*** Material for the task ***
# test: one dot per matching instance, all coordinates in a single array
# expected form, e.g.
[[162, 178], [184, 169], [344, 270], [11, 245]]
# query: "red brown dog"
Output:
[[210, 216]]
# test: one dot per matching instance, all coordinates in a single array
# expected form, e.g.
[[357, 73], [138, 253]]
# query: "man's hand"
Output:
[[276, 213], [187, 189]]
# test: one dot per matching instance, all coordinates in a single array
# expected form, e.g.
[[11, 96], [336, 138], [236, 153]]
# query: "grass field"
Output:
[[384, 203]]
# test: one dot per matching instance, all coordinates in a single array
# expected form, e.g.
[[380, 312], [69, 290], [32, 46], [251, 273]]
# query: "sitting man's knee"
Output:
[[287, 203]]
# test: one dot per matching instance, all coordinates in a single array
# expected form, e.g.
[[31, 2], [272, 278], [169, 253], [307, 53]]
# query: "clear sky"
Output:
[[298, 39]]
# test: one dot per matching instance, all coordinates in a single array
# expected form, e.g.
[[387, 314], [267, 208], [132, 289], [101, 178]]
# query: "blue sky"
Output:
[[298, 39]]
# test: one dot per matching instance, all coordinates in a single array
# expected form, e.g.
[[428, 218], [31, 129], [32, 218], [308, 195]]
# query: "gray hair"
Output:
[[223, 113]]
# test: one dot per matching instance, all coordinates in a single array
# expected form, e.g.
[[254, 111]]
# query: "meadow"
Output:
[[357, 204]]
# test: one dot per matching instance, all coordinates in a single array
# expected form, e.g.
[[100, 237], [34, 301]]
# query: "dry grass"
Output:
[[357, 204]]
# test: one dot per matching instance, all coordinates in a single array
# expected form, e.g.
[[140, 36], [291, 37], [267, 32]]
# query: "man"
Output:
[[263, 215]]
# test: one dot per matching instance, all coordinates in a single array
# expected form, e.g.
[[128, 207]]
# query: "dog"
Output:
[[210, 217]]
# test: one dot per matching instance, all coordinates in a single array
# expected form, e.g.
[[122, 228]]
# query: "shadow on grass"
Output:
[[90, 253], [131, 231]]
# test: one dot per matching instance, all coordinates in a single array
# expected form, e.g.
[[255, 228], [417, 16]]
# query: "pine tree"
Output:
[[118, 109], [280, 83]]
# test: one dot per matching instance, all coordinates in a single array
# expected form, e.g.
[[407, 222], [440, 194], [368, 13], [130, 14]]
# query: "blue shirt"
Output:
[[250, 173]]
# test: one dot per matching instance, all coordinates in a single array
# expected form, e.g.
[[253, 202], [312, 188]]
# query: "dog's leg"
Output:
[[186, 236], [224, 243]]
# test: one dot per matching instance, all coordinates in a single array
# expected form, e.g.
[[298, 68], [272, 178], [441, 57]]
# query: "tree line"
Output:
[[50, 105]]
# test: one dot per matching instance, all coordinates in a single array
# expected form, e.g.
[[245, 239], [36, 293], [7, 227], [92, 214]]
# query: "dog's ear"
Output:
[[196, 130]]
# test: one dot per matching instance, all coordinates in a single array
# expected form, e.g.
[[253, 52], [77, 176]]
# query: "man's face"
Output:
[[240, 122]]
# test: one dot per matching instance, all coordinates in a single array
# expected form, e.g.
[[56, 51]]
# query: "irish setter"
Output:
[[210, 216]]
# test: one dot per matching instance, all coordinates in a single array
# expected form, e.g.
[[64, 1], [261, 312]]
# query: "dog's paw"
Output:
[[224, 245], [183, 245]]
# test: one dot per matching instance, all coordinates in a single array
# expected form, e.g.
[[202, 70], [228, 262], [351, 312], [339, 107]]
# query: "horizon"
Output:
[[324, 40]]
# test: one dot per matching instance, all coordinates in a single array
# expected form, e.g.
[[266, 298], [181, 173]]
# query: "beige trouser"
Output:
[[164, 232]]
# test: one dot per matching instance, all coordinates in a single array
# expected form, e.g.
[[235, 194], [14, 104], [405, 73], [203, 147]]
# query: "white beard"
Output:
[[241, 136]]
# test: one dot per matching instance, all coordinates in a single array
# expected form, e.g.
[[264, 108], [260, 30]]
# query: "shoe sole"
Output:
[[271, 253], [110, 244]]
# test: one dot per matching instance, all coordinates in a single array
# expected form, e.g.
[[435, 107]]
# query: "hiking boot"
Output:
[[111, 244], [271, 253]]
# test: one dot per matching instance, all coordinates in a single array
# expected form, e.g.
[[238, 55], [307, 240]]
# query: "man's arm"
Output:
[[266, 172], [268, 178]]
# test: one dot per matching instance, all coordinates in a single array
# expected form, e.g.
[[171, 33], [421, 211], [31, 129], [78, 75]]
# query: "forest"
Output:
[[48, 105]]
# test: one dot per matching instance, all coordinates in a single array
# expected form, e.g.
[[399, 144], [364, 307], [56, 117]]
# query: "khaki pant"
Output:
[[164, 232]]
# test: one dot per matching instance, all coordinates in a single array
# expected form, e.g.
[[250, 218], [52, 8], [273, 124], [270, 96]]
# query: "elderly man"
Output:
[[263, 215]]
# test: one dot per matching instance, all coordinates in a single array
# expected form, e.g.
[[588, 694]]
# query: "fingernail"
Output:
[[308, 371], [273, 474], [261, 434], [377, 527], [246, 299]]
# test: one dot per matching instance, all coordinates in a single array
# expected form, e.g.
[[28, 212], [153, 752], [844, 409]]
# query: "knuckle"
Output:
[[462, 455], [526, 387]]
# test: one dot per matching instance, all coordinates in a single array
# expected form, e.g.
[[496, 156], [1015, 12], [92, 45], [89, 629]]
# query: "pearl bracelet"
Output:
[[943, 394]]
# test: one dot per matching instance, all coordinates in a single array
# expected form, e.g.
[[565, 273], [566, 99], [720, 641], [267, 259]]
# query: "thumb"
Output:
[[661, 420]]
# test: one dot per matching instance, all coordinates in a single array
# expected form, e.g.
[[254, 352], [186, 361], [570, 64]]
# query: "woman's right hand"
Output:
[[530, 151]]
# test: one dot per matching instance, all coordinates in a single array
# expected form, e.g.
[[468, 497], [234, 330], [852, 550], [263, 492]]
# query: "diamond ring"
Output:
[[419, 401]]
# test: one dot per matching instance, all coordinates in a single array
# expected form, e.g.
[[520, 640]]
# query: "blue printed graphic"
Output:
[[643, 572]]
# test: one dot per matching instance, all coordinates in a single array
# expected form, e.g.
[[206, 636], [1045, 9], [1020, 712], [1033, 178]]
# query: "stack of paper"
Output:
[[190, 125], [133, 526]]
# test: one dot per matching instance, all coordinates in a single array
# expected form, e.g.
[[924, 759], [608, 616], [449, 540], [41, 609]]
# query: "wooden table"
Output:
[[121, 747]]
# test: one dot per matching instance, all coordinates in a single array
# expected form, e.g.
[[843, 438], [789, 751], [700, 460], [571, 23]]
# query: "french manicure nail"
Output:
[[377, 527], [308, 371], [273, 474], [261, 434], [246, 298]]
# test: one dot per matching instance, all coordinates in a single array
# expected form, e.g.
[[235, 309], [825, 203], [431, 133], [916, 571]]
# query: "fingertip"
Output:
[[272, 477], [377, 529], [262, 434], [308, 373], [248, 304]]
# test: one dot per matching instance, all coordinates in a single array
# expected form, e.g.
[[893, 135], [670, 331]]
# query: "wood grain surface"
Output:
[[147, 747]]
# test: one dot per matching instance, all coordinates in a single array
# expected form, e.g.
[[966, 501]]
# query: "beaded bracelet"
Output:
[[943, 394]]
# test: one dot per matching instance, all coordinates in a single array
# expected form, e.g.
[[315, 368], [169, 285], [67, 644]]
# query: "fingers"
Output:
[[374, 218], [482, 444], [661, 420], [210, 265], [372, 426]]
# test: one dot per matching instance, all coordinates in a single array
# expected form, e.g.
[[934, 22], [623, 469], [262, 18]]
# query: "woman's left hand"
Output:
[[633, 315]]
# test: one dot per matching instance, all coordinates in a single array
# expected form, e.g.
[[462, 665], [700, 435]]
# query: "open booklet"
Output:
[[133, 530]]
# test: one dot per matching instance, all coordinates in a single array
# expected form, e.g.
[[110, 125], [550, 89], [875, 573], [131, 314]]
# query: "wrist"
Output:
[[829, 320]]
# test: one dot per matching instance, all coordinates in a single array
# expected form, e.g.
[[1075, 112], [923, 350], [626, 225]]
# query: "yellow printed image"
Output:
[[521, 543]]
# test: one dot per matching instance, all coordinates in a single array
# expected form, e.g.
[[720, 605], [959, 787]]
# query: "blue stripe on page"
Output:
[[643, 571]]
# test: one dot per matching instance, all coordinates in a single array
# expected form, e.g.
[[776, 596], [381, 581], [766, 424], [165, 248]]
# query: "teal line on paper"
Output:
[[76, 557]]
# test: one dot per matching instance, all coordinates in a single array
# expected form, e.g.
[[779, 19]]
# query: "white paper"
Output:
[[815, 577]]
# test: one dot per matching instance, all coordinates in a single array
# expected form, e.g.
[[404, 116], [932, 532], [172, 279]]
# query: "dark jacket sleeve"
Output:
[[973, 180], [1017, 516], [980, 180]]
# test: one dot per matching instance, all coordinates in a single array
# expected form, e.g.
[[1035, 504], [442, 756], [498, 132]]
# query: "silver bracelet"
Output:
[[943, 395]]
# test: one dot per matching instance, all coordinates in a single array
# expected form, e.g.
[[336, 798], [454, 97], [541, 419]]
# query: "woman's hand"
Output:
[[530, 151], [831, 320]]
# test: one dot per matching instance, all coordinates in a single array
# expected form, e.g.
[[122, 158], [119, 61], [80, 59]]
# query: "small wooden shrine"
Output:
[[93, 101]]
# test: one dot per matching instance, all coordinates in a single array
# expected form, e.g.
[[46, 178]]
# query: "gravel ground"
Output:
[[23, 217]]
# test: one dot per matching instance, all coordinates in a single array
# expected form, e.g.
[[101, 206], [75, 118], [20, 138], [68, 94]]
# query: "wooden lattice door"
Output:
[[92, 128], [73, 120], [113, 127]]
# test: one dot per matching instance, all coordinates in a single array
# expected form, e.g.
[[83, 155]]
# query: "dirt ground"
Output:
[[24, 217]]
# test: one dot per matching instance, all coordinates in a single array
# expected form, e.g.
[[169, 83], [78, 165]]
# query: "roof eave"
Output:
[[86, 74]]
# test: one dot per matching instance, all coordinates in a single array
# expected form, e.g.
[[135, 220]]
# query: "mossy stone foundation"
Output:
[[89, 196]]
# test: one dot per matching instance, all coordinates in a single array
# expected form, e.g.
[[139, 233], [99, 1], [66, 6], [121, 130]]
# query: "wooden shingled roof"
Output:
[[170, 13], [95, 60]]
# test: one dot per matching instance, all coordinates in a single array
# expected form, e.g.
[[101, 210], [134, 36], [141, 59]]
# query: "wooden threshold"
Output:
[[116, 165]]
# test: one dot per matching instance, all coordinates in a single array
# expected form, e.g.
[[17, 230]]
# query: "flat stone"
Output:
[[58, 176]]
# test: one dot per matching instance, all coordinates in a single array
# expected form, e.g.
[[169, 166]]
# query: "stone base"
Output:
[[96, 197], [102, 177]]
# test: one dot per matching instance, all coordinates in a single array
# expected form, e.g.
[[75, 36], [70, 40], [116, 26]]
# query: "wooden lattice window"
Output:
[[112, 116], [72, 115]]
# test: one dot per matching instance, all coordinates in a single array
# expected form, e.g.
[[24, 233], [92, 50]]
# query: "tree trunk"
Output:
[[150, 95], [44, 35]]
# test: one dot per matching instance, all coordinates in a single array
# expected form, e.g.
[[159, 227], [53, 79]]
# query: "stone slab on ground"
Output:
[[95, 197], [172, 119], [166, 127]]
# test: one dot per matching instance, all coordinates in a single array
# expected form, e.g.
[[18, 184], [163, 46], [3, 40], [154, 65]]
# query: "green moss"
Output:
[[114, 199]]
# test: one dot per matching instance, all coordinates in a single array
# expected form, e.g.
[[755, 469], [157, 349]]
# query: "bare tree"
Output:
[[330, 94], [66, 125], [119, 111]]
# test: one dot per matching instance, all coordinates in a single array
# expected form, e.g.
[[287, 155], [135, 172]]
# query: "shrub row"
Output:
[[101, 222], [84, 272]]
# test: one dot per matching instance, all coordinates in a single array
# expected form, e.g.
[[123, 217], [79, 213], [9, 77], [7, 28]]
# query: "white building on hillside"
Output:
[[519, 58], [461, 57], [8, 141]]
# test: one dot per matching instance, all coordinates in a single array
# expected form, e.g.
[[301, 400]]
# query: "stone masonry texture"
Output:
***
▶ [Written problem]
Reproduce the rows unchanged, starting from the very first line and ending with the line that contains "[[276, 213], [187, 189]]", including both of those lines.

▶ [Task output]
# test: one dot per matching instance, all coordinates in a single array
# expected form, e.g.
[[162, 178], [184, 169], [344, 270], [11, 245]]
# query: "red brown dog"
Output:
[[210, 216]]
# test: one dot per matching instance, all coordinates in a single array
# expected form, e.g.
[[357, 73], [138, 253]]
# query: "man's hand"
Output:
[[276, 213], [187, 189]]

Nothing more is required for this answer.